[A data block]
● ● ● ● ● ● ●

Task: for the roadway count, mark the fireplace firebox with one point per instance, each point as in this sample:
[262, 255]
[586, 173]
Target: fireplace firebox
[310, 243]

● ● ● ● ● ● ●

### Instructions to follow:
Rewrite every line of the data above, requests included, and shift each coordinate in the answers by adding 69 to it. Leave the numbers in the requests and their sample points as they are.

### Complete output:
Task: for the roadway count, mark the fireplace firebox with one point per instance, each point as in this sample:
[262, 255]
[586, 173]
Target: fireplace firebox
[379, 312]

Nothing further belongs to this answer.